__Record list__
* * *

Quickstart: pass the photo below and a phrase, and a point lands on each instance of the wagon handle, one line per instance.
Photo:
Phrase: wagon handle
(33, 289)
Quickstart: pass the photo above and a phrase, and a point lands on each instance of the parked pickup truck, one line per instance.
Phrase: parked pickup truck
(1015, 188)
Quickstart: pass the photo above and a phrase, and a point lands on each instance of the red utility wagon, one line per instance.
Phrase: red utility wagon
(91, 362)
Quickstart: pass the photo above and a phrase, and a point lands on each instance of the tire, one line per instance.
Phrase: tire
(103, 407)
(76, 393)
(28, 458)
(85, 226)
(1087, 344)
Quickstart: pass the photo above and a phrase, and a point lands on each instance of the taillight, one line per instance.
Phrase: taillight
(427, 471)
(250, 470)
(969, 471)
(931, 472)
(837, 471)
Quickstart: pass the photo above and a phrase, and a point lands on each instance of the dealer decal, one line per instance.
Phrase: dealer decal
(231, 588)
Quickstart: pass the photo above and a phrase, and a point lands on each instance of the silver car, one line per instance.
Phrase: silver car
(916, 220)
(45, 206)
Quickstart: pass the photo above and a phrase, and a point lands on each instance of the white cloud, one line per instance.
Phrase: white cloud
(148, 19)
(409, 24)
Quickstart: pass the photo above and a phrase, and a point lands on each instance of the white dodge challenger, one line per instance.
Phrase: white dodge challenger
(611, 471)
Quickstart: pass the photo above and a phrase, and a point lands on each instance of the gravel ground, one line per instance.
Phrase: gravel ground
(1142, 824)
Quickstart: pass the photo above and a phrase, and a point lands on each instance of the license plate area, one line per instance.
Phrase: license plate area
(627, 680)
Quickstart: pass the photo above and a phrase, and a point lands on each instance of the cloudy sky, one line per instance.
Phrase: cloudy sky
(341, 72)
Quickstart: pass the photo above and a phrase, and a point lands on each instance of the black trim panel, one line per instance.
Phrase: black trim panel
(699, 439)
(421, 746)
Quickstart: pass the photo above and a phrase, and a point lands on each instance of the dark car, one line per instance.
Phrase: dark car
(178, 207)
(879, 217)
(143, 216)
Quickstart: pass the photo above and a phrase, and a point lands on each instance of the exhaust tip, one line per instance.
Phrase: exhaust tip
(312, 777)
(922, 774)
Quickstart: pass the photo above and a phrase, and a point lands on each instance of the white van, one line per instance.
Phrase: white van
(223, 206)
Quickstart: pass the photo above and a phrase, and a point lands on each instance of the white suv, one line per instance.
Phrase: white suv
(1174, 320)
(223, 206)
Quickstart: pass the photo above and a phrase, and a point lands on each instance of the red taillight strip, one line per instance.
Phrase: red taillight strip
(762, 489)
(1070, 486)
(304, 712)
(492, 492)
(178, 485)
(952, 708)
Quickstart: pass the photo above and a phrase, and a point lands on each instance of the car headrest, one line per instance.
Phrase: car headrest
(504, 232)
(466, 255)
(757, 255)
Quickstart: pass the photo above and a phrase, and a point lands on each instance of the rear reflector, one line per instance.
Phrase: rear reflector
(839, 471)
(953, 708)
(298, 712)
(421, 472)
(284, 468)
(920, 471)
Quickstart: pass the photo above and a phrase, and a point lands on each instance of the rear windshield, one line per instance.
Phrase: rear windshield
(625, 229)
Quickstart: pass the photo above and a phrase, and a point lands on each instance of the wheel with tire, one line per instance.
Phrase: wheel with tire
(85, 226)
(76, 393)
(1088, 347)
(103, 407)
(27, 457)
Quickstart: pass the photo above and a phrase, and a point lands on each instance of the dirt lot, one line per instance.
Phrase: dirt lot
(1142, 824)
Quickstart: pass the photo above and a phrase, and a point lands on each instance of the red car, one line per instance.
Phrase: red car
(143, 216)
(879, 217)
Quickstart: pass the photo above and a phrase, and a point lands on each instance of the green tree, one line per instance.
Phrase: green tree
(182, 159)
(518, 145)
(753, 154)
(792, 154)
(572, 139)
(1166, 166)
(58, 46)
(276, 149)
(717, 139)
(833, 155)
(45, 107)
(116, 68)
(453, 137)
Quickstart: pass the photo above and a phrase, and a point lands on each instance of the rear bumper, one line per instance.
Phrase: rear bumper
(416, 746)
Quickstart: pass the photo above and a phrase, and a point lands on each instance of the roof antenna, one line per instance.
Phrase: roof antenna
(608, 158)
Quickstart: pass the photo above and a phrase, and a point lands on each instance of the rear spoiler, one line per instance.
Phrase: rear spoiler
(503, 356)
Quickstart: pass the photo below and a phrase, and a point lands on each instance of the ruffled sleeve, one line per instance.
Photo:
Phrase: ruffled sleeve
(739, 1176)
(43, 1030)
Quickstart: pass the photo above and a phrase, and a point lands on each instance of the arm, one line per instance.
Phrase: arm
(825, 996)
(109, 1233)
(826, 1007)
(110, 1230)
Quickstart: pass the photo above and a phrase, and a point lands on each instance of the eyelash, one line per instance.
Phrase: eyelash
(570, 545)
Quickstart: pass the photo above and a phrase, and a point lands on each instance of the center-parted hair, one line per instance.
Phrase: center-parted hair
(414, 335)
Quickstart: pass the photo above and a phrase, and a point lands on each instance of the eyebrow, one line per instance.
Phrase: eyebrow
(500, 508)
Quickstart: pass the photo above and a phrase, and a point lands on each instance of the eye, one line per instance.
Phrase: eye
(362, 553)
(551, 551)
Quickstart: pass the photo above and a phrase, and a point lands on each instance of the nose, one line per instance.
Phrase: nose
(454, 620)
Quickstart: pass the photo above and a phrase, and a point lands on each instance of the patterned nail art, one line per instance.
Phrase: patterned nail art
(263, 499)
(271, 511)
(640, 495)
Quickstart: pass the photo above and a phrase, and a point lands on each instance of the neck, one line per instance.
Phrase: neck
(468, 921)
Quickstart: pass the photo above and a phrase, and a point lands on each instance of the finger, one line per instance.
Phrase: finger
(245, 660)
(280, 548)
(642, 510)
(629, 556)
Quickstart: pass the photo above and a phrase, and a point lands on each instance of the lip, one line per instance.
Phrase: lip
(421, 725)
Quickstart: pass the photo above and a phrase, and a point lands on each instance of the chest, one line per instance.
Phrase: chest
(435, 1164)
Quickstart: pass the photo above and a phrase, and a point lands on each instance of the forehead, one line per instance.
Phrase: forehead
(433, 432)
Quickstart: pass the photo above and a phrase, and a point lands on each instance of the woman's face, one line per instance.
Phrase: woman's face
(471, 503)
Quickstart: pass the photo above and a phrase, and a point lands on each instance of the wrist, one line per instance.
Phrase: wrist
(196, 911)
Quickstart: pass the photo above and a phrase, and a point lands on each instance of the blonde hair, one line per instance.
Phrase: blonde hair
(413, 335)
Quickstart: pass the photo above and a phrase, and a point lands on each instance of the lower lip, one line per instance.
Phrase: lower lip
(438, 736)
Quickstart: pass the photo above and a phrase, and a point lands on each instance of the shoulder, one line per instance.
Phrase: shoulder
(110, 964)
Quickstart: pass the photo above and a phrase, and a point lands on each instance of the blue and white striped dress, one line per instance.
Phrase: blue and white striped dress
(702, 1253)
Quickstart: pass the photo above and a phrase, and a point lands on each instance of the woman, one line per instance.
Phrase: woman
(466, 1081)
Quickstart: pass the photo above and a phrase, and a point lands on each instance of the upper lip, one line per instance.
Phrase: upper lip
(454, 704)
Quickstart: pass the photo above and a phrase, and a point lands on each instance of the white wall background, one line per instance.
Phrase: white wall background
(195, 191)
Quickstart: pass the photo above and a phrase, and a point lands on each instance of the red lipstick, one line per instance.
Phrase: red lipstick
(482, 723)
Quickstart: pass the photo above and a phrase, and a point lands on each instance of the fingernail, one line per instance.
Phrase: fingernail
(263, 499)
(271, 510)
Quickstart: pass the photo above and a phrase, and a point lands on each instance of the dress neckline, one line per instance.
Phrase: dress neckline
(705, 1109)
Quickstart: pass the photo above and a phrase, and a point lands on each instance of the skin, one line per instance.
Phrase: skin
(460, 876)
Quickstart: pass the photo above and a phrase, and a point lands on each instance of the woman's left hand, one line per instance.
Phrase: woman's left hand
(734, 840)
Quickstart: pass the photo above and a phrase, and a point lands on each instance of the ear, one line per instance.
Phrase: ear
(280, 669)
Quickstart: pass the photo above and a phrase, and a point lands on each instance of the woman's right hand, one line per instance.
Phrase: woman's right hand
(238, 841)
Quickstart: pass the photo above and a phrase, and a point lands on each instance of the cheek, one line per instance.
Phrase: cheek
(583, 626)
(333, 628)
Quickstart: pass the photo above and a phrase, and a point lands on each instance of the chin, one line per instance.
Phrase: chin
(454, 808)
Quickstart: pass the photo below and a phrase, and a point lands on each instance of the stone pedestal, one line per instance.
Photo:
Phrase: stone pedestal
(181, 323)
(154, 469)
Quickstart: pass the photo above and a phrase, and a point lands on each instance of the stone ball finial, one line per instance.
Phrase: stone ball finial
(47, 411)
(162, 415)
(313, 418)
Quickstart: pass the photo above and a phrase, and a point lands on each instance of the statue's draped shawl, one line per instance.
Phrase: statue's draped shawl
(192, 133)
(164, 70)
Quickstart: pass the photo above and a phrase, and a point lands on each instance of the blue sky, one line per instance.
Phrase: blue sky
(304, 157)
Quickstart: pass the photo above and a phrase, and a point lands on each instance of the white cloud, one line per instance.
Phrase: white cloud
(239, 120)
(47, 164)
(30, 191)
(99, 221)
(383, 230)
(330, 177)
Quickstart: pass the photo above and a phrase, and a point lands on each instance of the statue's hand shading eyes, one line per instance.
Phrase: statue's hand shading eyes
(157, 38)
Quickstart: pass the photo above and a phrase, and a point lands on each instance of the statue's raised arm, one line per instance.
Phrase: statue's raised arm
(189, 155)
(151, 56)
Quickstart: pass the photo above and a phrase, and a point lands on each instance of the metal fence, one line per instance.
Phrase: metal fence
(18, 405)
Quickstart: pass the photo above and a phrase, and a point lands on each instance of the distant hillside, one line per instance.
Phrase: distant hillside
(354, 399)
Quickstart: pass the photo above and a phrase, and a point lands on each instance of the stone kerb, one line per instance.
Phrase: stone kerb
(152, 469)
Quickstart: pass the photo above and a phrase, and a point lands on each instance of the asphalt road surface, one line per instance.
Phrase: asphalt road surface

* * *

__What the task asks__
Please turn the listing above, from its first line through the line containing "(1087, 344)", into a Markdown table with the columns Row and Text, giving each line a row number and leaving out blank lines.

__Answer in full__
| Row | Text |
|---|---|
| 1 | Quickstart: pass the photo below and a phrase, and a point lands on each instance of the wagon handle, one line per instance. |
| 2 | Photo: |
| 3 | Phrase: wagon handle |
| 4 | (33, 289) |
| 5 | Quickstart: pass the photo above and a phrase, and a point lands on each instance of the parked pickup truck, one line per instance. |
| 6 | Phrase: parked pickup truck |
| 7 | (1015, 188) |
| 8 | Quickstart: pass the photo above and a phrase, and a point lands on each instance of the red utility wagon, one line per instance. |
| 9 | Phrase: red utility wagon |
| 10 | (91, 362) |
| 11 | Quickstart: pass the photo above and a phrase, and a point lands on each instance of the tire, one line per instance. |
| 12 | Phrase: tire |
| 13 | (103, 407) |
| 14 | (76, 393) |
| 15 | (28, 458) |
| 16 | (85, 226) |
| 17 | (1087, 344) |